Natural language region descriptions:
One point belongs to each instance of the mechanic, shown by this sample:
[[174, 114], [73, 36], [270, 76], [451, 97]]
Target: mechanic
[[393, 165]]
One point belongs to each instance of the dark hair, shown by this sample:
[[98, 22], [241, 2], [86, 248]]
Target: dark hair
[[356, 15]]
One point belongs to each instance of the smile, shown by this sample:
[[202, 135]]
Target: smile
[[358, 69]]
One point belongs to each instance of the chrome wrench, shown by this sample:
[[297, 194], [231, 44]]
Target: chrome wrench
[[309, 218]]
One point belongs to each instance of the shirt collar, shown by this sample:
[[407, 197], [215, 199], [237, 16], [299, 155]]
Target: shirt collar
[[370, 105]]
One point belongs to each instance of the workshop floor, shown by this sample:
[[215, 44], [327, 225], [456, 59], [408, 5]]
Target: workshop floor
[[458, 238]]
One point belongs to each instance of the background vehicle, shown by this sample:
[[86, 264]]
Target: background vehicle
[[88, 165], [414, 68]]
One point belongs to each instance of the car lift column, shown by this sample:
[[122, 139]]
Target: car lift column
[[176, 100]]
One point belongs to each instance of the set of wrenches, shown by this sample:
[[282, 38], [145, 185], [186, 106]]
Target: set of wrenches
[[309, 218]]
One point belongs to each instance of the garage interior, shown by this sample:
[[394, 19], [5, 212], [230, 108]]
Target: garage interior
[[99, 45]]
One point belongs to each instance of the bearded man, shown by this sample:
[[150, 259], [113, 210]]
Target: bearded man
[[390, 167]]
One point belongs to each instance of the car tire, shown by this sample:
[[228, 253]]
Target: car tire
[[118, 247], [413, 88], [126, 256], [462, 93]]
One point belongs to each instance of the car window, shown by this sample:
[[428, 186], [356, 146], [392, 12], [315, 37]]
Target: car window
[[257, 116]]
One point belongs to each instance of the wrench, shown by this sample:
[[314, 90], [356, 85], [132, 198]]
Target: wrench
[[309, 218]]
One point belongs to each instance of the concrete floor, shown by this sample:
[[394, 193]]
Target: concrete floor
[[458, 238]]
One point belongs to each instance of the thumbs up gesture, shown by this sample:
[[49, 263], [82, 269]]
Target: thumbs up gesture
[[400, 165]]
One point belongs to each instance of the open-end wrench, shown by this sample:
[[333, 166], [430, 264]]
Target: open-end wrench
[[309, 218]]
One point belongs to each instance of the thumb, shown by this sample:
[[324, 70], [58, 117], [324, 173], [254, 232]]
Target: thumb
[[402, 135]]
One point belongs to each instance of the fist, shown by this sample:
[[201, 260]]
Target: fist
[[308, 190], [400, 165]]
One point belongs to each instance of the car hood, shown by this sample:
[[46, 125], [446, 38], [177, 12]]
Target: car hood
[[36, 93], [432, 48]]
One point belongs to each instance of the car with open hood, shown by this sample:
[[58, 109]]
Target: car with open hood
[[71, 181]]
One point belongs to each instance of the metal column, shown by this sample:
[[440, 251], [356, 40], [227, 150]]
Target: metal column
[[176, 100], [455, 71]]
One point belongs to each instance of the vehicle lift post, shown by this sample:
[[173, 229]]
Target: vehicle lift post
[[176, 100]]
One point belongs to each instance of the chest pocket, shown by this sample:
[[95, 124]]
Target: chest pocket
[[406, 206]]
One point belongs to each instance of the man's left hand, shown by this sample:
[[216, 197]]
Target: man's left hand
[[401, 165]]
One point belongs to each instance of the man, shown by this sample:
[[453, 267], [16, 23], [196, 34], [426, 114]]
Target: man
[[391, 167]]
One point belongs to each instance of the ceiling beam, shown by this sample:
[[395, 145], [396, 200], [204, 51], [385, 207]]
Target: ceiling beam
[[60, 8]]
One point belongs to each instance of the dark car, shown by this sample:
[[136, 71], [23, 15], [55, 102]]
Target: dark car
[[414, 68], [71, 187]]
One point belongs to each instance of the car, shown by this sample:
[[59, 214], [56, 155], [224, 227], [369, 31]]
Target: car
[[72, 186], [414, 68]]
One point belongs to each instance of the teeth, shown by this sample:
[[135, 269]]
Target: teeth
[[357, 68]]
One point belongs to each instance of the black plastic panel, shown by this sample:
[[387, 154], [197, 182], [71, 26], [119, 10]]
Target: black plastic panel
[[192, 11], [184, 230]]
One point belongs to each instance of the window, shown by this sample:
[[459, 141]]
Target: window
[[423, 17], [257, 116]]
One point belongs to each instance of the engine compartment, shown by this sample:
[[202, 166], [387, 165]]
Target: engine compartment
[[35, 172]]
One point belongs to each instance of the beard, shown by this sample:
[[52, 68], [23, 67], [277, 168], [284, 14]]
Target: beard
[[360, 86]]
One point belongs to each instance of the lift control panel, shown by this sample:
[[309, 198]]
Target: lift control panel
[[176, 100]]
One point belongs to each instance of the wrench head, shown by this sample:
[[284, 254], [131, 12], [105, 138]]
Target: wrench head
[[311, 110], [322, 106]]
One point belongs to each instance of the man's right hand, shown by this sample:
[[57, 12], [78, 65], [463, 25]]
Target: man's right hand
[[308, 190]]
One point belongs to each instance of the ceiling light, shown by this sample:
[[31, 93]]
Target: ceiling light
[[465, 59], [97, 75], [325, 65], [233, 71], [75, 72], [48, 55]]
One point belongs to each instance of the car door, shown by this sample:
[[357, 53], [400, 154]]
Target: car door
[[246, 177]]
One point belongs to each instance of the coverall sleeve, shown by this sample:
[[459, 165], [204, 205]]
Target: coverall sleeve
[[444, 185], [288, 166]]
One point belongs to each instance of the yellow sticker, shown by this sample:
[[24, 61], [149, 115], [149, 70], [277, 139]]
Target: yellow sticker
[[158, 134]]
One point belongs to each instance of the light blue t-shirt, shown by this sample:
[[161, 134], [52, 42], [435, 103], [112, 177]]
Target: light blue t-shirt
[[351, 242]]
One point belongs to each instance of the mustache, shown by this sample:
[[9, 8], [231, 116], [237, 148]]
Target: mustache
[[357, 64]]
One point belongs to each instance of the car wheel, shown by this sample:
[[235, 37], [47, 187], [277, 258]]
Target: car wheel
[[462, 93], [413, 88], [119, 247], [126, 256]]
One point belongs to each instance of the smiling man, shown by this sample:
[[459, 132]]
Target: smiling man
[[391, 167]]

● **About this task**: Could you transcribe the records in full, exactly?

● **Answer space**:
One point belongs to each instance of the mechanic, shown by this sample:
[[174, 114], [73, 36], [270, 76], [451, 97]]
Target: mechanic
[[393, 165]]
One point belongs to each instance of the dark hair, shown by this sample:
[[98, 22], [241, 2], [86, 248]]
Target: dark hair
[[356, 15]]
One point belongs to each instance of the smile, shown by this sample:
[[202, 135]]
Target: smile
[[358, 69]]
One point belongs to each instance of the chrome wrench, shown by this sample:
[[297, 194], [231, 44]]
Target: chrome wrench
[[309, 218]]
One point belongs to each instance of the shirt collar, shown by this sample:
[[407, 197], [215, 199], [237, 16], [299, 155]]
Target: shirt collar
[[370, 105]]
One point belongs to each instance of the workshop floor, shown by this sample:
[[215, 44], [327, 225], [456, 59], [408, 5]]
Target: workshop floor
[[458, 238]]
One point belongs to each instance of the background vehicle, shown by this sample:
[[86, 264]]
Target: background vehicle
[[88, 165], [414, 68]]
One point belongs to each instance of the car lift column, shown by this sample:
[[122, 139]]
Target: car lift column
[[176, 100]]
One point belongs to each instance of the set of wrenches, shown by this sample:
[[282, 38], [145, 185], [186, 106]]
Target: set of wrenches
[[309, 218]]
One point belongs to each instance of the garage interior, shown by this sample:
[[394, 19], [5, 212], [230, 108]]
Target: garage interior
[[99, 45]]
One point belongs to each instance of the bearded man, shown by this sample:
[[150, 259], [113, 210]]
Target: bearded man
[[390, 167]]
One point belongs to each instance of the car tire, shown by this sample:
[[228, 253]]
Target: car tire
[[118, 247], [413, 88], [126, 256], [462, 93]]
One point belongs to each instance of the car window, shown by this sample:
[[428, 186], [356, 146], [392, 12], [315, 37]]
Target: car window
[[257, 116]]
One point belongs to each instance of the wrench, shown by this sample:
[[314, 90], [356, 85], [132, 198]]
Target: wrench
[[309, 218]]
One point belongs to each instance of the concrete floor, shown by this sample:
[[394, 193]]
Target: concrete floor
[[458, 238]]
One point belongs to each instance of the thumbs up gesture, shown by this sample:
[[49, 263], [82, 269]]
Target: thumbs up gesture
[[400, 165]]
One point belongs to each instance of the open-end wrench, shown by this sample:
[[333, 166], [430, 264]]
Target: open-end wrench
[[309, 218]]
One point belongs to each instance of the thumb, shown by this sample:
[[324, 70], [58, 117], [324, 173], [254, 232]]
Target: thumb
[[402, 135]]
One point belongs to each instance of the fist, shown by this sample:
[[201, 260]]
Target: fist
[[308, 190], [400, 165]]
One point belongs to each instance of the car hood, shown by this sample:
[[46, 125], [446, 38], [177, 12]]
Target: car hood
[[36, 93], [432, 48]]
One point belongs to each instance of the car with open hood, shown by this sample:
[[58, 109]]
Target: car with open hood
[[71, 181]]
One point belongs to each instance of the metal column, shown by this sample:
[[440, 251], [356, 40], [227, 150]]
Target: metal column
[[176, 100], [455, 71]]
One point belongs to each instance of the vehicle lift post, shown by this sample:
[[173, 229]]
Target: vehicle lift post
[[176, 100]]
One point belongs to each instance of the chest pocket, shown by this sample:
[[95, 124]]
Target: chest pocket
[[406, 206]]
One point belongs to each instance of the man's left hand, shown by this sample:
[[216, 197]]
Target: man's left hand
[[401, 165]]
One point belongs to each instance of the man, shown by this sample:
[[453, 267], [16, 23], [196, 34], [426, 114]]
Target: man
[[391, 167]]
One point belongs to each instance of the ceiling beam, shown by this sample:
[[395, 145], [396, 200], [204, 51], [385, 207]]
Target: ceiling beam
[[60, 8]]
One point belongs to each instance of the dark car, shown by this sample:
[[136, 71], [23, 15], [55, 102]]
Target: dark car
[[414, 68], [71, 187]]
One point belongs to each instance of the car, shown by this sample:
[[59, 214], [56, 155], [224, 227], [369, 31]]
Target: car
[[72, 186], [414, 68]]
One point belongs to each instance of the teeth, shown by this sample:
[[135, 269]]
Target: teeth
[[357, 68]]
One point belongs to each instance of the black plastic panel, shown by this sample:
[[387, 154], [197, 182], [71, 26], [119, 10]]
Target: black plastic panel
[[192, 11], [184, 230]]
One point belongs to each instance of the window, shown by this sample:
[[459, 141]]
Target: window
[[423, 17], [257, 116]]
One point belongs to each instance of the engine compartment, shown by this sample:
[[202, 166], [387, 165]]
Target: engine compartment
[[35, 172]]
One point belongs to each instance of the beard, shown by this sample:
[[52, 68], [23, 67], [277, 168], [284, 14]]
Target: beard
[[360, 86]]
One point belongs to each instance of the lift control panel, shown by this sample:
[[309, 198]]
Target: lift control panel
[[176, 100]]
One point belongs to each instance of the wrench head, shown by this sample:
[[284, 254], [131, 12], [105, 138]]
Target: wrench head
[[311, 110], [322, 106]]
One point belongs to each instance of the man's right hand, shown by this sample:
[[57, 12], [78, 65], [463, 25]]
Target: man's right hand
[[308, 190]]
One point belongs to each instance of the ceiling light, shown by this sample:
[[31, 93]]
Target: ceiling light
[[465, 59], [97, 75], [325, 65], [233, 71], [75, 72], [48, 55]]
One point belongs to each instance of the car door, shown by this sample:
[[357, 53], [400, 154]]
Target: car door
[[246, 177]]
One point belongs to each instance of the coverall sleeve, shown by this sample:
[[459, 165], [204, 205]]
Target: coverall sleeve
[[444, 185], [288, 166]]
One point belongs to each instance of the yellow sticker, shown by this sample:
[[24, 61], [149, 115], [149, 70], [277, 139]]
Target: yellow sticker
[[158, 134]]
One point belongs to each instance of the light blue t-shirt, shown by this sample:
[[161, 134], [52, 42], [435, 103], [112, 177]]
Target: light blue t-shirt
[[351, 242]]
One point belongs to each instance of the mustache, shown by this sample:
[[9, 8], [231, 116], [237, 148]]
Target: mustache
[[357, 64]]
One point belongs to each instance of the car wheel, shown by this sample:
[[235, 37], [47, 187], [277, 258]]
Target: car wheel
[[462, 93], [413, 88], [119, 247], [126, 256]]
One point belongs to each instance of the smiling man, shown by this sample:
[[459, 132]]
Target: smiling man
[[391, 167]]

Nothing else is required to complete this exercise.